▸ Textauszug:
<<<<

Arzttochter mit neun Geschwistern
Aufgewachsen ist die Regisseurin in einer Arztfamilie als eines von zehn Kindern (sechs Schwestern und drei Brüder): "Das ist ein sehr lebendiges Leben. Man ist nie allein und hat viele Freunde innerhalb der Familie. Das Haus war immer voll." Wohl deshalb bezeichnet sich Huntgeburth bis heute als Familienmensch. Inzwischen lebt sie mit Mann und erwachsener Tochter in Hamburg-Ottensen.
Nach ihrer Kindheit hat sie sehr schnell den Wunsch, der kleinstädtischen Enge zu entfliehen. Kino und Bühnen faszinieren sie, als Garderobenmädchen jobbt sie im Theater. Sie will aber nicht schauspielern, immer schon schwebt ihr die Regie vor: Das Spannende an dem Beruf sei, dass man "vom ersten bis zum letzten Moment den Schaffensprozess des Films" begleite und "die künstlerische Gesamtverantwortung" habe: "Dabei arbeitet man mit starken kreativen Kräften zusammen wie zum Beispiel Buch, Kamera und Schauspielern. Was ich nicht so gern mache, ist das Synchronisieren."
"Das war eigentlich ein sehr naiver, fantastischer Wunsch. Witzigerweise ist er wahr geworden." Hermine Huntgeburth über ihren Berufswunsch Regisseurin
Die Filmhochschulen in Berlin und München lehnen sie ab. Doch so schnell gibt Huntgeburth nicht auf. Sie schreibt sich in Hamburg an der Hochschule für Bildende Künste in den Studiengang "Visuelle Kommunikation". Weil es keine Spielfilm-Abteilung gibt, macht sie am Theater Assistenzen, "um das Inszenieren zu lernen". Drehbücher zu schreiben, lernt sie in Australien, wo sie nach dem Examen mit einem Stipendium für eine Weile studiert. Nach ihrer Rückkehr beeindruckt sie in Deutschland mit Kurzfilmen und erhält schon für ihren ersten großen Film Unterstützung von der Hamburger Filmförderung.
Engagement für Frauen-Quote
Als Frau ist Huntgeburth eine Ausnahmeerscheinung im Film-Business. Denn die Zahlen, die die Rostocker Medienwissenschaftlerin Elizabeth Prommer regelmäßig auswertet, belegen, dass das Geschlechterverhältnis bei deutschen Film-Produktionen genauso unausgewogen ist wie in Hollywood.

>>>>

▸ Ausgangsmaterial:
<<<<

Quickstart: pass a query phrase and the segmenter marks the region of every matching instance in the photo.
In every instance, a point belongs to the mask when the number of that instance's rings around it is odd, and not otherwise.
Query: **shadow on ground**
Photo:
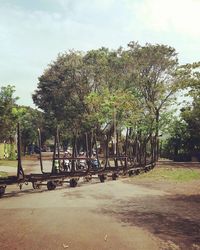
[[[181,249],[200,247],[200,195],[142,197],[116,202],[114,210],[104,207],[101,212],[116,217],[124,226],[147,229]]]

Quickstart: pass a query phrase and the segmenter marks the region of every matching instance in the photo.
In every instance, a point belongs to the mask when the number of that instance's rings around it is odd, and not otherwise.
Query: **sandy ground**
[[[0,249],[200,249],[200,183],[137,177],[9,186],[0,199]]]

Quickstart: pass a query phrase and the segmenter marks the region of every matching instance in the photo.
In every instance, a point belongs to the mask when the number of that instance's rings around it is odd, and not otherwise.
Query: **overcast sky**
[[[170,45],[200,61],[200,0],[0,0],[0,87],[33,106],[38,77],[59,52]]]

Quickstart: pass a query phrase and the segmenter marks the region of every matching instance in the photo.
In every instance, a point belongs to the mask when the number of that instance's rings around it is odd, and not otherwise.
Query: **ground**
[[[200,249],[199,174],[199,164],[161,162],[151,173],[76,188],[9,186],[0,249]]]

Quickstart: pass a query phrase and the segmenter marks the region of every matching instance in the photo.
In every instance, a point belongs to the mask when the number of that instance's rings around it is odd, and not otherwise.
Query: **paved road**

>>>>

▸ Arbeitsaufträge:
1) Fassen Sie den Textauszug über Hermine Huntgeburth in drei Sätzen zusammen.
2) Führen Sie den Textauszug über Hermine Huntgeburth im Anschluss an seinen letzten Satz mit einigen weiteren Sätzen fort.
Die Einträge werden hier nicht benötigt.

▸ Lösungen:
1) Hermine Huntgeburth wuchs als eines von zehn Kindern in einer Arztfamilie auf und wollte schon früh nicht schauspielern, sondern Regie führen. Nachdem die Filmhochschulen in Berlin und München sie abgelehnt hatten, studierte sie in Hamburg Visuelle Kommunikation, lernte das Inszenieren durch Assistenzen am Theater und das Drehbuchschreiben in Australien. Als Frau ist sie eine Ausnahmeerscheinung im Film-Business, da laut den Auswertungen von Elizabeth Prommer das Geschlechterverhältnis bei deutschen Film-Produktionen genauso unausgewogen ist wie in Hollywood.

2)
"Wir liegen bei ungefähr 20 Prozent weiblicher Regisseurinnen - und das seit Jahren. Und trotz aller Bekenntnisse, wir wollen was verändern, tut sich im Kino gar nichts", so Prommer. Huntgeburth, Mutter einer erwachsenen Tochter, engagiert sich deshalb im Verein Pro Quote Regie dafür, dass mindestens 30 Prozent der Aufträge für deutsche Film- und Fernsehproduktionen an Regisseurinnen vergeben werden. Eine moderate Forderung, meint sie: "Man könnte ja auch sagen, die Männer waren eine ganze Zeit dran, deshalb jetzt 100 Prozent für die Frauen."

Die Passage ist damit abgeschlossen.